**Text excerpt:**
But Jesus doesn’t answer the “whys.” Instead, He hauls
out His mirror. That our eyes that see the sin in others might see the sin
in ourselves. And so twice (repeating it for emphasis) Jesus
tells them: No, not them; what about you?
Unless you repent, you will all likewise perish.
And stunned silence ensued,
no doubt. For that’s what the mirror of the Law does, when we see the sin of our
bodies and the sin of our souls. It shuts us up (Romans 3:19). For we have no defense,
no justification, no argument that’s going make a lick of
difference. The sin I see in others should remind me of the sin that lives in
me.
For example: My co-workers
and classmates lie all the time, saying they’ve done work I know they haven’t
done. But am I any better? When was the last time I lied, or didn’t quite tell the whole truth? To protect myself, to get
something, or to get away with something, or to save face?
We hear of murders on the
news everyday. Am I any better? When was the
last time I hated someone, or wished them dead? Or hurt them with my words? Or
passed them by when I could have helped?
Marriages and families are
falling apart all around us. Am I any better? Do I love and cherish my
spouse as I should? Have I been the father or mother, or son or daughter I
should? Have I lusted, or fantasized, or given to another what I should only
give to my spouse?

**Dataset records:**
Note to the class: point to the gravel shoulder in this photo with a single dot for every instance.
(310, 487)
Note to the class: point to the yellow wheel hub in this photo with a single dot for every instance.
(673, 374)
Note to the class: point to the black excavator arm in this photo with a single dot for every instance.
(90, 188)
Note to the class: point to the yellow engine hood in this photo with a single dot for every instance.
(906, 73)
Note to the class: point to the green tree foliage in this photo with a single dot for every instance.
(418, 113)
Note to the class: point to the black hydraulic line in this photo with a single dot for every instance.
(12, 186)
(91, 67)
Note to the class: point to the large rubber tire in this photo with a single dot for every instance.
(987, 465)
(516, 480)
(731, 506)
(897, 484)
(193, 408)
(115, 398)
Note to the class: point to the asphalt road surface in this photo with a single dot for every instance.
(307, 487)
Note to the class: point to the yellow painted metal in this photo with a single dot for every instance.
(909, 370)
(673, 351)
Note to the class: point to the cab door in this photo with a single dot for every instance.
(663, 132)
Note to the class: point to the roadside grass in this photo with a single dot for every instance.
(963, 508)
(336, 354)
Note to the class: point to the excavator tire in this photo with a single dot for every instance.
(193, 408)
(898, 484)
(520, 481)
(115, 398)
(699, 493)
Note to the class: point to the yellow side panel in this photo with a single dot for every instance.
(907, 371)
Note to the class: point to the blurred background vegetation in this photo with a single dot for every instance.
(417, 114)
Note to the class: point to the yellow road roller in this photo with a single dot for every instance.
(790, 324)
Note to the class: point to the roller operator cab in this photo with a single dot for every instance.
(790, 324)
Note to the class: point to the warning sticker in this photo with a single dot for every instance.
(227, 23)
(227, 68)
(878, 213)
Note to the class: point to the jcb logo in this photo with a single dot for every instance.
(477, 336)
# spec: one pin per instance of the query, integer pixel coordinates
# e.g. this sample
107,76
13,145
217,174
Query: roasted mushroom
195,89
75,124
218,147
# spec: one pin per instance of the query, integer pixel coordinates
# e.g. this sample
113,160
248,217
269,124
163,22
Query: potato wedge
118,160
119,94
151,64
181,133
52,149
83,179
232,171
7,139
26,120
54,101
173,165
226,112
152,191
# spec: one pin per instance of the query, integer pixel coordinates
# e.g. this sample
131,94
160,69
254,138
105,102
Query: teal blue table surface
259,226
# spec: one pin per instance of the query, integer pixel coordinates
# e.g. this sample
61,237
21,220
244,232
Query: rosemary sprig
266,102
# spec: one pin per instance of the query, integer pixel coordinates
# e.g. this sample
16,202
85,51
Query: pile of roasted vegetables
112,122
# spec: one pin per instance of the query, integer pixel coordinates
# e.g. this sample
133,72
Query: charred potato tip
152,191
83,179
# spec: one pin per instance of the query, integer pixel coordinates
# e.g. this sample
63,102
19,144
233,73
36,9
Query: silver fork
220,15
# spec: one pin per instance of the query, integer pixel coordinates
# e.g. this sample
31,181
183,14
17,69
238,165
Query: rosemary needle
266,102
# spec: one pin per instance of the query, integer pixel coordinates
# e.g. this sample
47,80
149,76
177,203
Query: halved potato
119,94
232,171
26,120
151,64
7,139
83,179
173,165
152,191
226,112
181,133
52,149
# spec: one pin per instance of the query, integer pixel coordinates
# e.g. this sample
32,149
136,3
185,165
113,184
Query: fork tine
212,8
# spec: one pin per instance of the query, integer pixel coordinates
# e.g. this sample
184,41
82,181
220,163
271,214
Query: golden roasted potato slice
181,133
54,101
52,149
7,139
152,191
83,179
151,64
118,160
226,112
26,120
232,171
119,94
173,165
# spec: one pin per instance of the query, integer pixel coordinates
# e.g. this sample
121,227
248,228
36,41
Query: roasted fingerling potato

**To be done:**
1: From the sermon excerpt, reproduce the passage that begins at the words "For example: My" and stops after "to save face?".
2: Answer these questions from the sermon excerpt.
(a) What does Jesus haul out instead of answering the "whys"?
(b) Which Bible verse is cited for the claim that the Law "shuts us up"?
(c) According to the example, what do co-workers and classmates lie about?

**Answers per task:**
1:
For example: My co-workers
and classmates lie all the time, saying they’ve done work I know they haven’t
done. But am I any better? When was the last time I lied, or didn’t quite tell the whole truth? To protect myself, to get
something, or to get away with something, or to save face?

2:
(a) His mirror.
(b) Romans 3:19.
(c) They say they've done work that they haven't done.